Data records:
BEGIN
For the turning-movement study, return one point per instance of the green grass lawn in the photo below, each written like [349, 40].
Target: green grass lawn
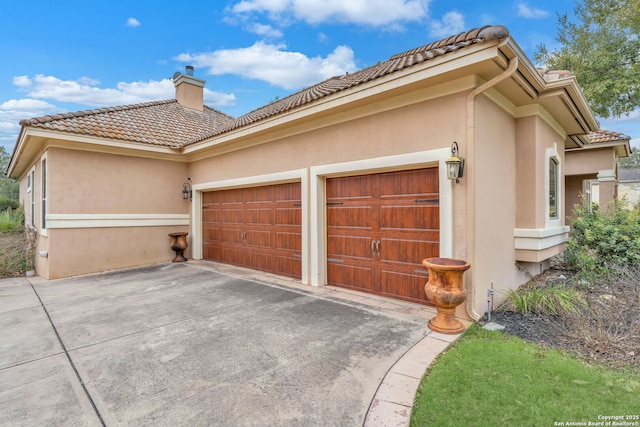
[490, 379]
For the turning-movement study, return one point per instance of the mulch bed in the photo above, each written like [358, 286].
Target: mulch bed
[609, 333]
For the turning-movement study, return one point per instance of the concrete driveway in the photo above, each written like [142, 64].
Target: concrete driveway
[204, 344]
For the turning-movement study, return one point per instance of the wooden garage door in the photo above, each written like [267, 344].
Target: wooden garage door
[379, 229]
[258, 227]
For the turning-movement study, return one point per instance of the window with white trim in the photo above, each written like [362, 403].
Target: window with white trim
[553, 187]
[31, 178]
[554, 169]
[588, 200]
[43, 194]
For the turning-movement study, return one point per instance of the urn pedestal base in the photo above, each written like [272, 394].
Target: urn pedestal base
[179, 245]
[446, 290]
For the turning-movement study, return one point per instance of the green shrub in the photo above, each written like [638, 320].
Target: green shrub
[549, 300]
[6, 203]
[604, 238]
[14, 255]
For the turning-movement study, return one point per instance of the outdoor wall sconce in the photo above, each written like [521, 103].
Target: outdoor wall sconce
[186, 190]
[455, 164]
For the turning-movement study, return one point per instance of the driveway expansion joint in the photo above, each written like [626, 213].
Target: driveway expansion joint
[64, 349]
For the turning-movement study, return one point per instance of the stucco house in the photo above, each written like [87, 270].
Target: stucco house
[592, 170]
[343, 183]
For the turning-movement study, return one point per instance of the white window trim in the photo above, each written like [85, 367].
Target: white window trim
[552, 153]
[31, 177]
[44, 179]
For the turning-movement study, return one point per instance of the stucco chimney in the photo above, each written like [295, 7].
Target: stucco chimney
[189, 90]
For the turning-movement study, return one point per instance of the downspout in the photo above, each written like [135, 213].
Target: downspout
[471, 185]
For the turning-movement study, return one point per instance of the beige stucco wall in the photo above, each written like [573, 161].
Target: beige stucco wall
[79, 251]
[496, 199]
[574, 185]
[585, 162]
[84, 182]
[505, 172]
[418, 127]
[85, 189]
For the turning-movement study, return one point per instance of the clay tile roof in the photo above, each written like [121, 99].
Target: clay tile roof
[164, 123]
[627, 175]
[395, 63]
[602, 136]
[167, 123]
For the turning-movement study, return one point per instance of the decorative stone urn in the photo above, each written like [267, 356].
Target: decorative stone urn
[179, 245]
[446, 290]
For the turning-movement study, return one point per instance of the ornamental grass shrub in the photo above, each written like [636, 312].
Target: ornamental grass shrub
[603, 239]
[17, 244]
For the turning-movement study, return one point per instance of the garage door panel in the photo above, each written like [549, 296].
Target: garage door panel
[288, 265]
[399, 213]
[406, 251]
[258, 238]
[350, 216]
[257, 227]
[412, 217]
[288, 241]
[349, 247]
[258, 216]
[353, 187]
[288, 216]
[258, 260]
[411, 183]
[231, 216]
[351, 276]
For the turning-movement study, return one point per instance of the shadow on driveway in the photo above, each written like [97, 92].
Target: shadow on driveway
[189, 344]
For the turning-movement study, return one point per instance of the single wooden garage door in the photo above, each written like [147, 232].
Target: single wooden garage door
[379, 229]
[257, 227]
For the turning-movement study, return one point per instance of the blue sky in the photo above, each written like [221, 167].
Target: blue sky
[73, 55]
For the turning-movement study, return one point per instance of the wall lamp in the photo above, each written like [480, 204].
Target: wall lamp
[455, 164]
[186, 190]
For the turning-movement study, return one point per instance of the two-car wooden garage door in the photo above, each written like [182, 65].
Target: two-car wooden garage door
[379, 228]
[257, 227]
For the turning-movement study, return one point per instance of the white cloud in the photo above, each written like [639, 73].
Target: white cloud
[272, 64]
[532, 13]
[451, 24]
[14, 110]
[374, 13]
[22, 81]
[265, 30]
[85, 91]
[133, 22]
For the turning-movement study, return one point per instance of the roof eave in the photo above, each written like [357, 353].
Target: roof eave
[473, 54]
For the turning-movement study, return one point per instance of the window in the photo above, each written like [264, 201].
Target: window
[44, 193]
[554, 167]
[30, 180]
[587, 195]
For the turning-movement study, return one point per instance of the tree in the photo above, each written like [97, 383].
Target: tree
[603, 52]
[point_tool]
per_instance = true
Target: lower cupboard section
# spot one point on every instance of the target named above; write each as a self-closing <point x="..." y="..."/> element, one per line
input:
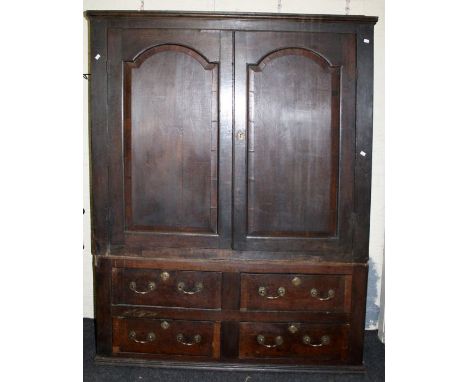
<point x="256" y="341"/>
<point x="166" y="337"/>
<point x="299" y="340"/>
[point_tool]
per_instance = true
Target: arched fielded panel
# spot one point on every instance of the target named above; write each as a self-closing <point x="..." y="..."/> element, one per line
<point x="293" y="136"/>
<point x="170" y="141"/>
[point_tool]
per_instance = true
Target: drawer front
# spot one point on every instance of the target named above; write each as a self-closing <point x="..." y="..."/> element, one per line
<point x="172" y="337"/>
<point x="187" y="289"/>
<point x="329" y="293"/>
<point x="285" y="340"/>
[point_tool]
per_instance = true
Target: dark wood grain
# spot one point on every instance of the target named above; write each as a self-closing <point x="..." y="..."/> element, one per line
<point x="165" y="339"/>
<point x="102" y="305"/>
<point x="167" y="188"/>
<point x="364" y="113"/>
<point x="296" y="296"/>
<point x="199" y="290"/>
<point x="226" y="151"/>
<point x="171" y="142"/>
<point x="298" y="139"/>
<point x="98" y="138"/>
<point x="292" y="344"/>
<point x="294" y="173"/>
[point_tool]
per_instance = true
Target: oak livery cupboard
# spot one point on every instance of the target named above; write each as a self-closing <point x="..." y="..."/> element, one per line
<point x="231" y="173"/>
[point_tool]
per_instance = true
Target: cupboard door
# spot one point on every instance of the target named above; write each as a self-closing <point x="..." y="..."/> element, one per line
<point x="170" y="165"/>
<point x="294" y="141"/>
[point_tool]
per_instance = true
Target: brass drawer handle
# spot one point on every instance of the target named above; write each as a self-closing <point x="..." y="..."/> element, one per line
<point x="261" y="341"/>
<point x="181" y="338"/>
<point x="262" y="292"/>
<point x="315" y="293"/>
<point x="198" y="288"/>
<point x="324" y="340"/>
<point x="150" y="337"/>
<point x="150" y="287"/>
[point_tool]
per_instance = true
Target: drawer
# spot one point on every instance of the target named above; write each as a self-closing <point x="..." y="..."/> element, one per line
<point x="285" y="340"/>
<point x="329" y="293"/>
<point x="171" y="337"/>
<point x="187" y="289"/>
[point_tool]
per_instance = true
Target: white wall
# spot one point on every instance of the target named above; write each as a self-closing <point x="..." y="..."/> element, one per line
<point x="358" y="7"/>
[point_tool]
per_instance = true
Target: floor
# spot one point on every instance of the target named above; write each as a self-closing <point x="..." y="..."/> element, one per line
<point x="374" y="358"/>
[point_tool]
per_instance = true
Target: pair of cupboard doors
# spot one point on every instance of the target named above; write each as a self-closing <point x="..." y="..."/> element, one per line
<point x="242" y="139"/>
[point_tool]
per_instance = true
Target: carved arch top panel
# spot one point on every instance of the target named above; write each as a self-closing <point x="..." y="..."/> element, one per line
<point x="171" y="141"/>
<point x="293" y="145"/>
<point x="312" y="55"/>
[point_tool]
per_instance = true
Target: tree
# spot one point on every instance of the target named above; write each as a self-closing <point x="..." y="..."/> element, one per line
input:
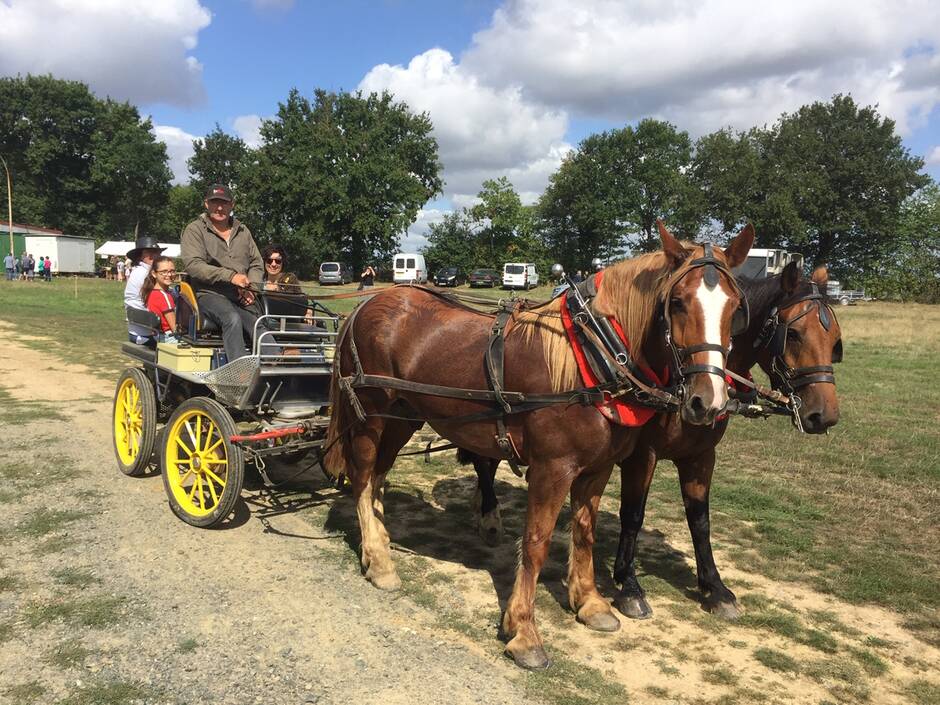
<point x="218" y="158"/>
<point x="579" y="214"/>
<point x="910" y="270"/>
<point x="184" y="204"/>
<point x="504" y="226"/>
<point x="728" y="169"/>
<point x="834" y="178"/>
<point x="453" y="243"/>
<point x="653" y="173"/>
<point x="84" y="165"/>
<point x="340" y="178"/>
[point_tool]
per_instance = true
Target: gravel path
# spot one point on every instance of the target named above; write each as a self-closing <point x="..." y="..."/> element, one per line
<point x="128" y="604"/>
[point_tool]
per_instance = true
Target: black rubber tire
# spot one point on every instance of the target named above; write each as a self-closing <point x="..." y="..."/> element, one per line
<point x="203" y="408"/>
<point x="130" y="462"/>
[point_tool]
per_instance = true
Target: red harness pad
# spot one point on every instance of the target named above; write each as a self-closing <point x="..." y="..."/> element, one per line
<point x="616" y="410"/>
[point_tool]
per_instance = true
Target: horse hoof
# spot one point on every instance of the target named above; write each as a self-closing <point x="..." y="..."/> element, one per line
<point x="633" y="607"/>
<point x="601" y="622"/>
<point x="729" y="611"/>
<point x="388" y="582"/>
<point x="532" y="659"/>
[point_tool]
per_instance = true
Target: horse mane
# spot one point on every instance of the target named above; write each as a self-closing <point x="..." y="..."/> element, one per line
<point x="631" y="291"/>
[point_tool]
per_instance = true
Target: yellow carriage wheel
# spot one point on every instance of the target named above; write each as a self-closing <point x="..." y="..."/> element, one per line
<point x="203" y="471"/>
<point x="134" y="422"/>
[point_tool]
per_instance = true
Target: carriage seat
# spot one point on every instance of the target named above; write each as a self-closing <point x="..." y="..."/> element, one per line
<point x="188" y="321"/>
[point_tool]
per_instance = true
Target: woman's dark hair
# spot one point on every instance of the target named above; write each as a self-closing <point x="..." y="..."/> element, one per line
<point x="270" y="250"/>
<point x="151" y="280"/>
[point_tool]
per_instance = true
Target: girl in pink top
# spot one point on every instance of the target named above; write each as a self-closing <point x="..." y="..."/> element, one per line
<point x="156" y="293"/>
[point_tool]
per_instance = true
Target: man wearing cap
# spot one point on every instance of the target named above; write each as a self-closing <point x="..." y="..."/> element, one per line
<point x="146" y="249"/>
<point x="225" y="268"/>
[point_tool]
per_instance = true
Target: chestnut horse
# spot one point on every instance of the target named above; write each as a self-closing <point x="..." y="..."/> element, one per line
END
• [What you will do]
Find each line in the records holding the string "horse" and show it.

• [Response]
Target: horse hoof
Target: horse mane
Target: chestnut horse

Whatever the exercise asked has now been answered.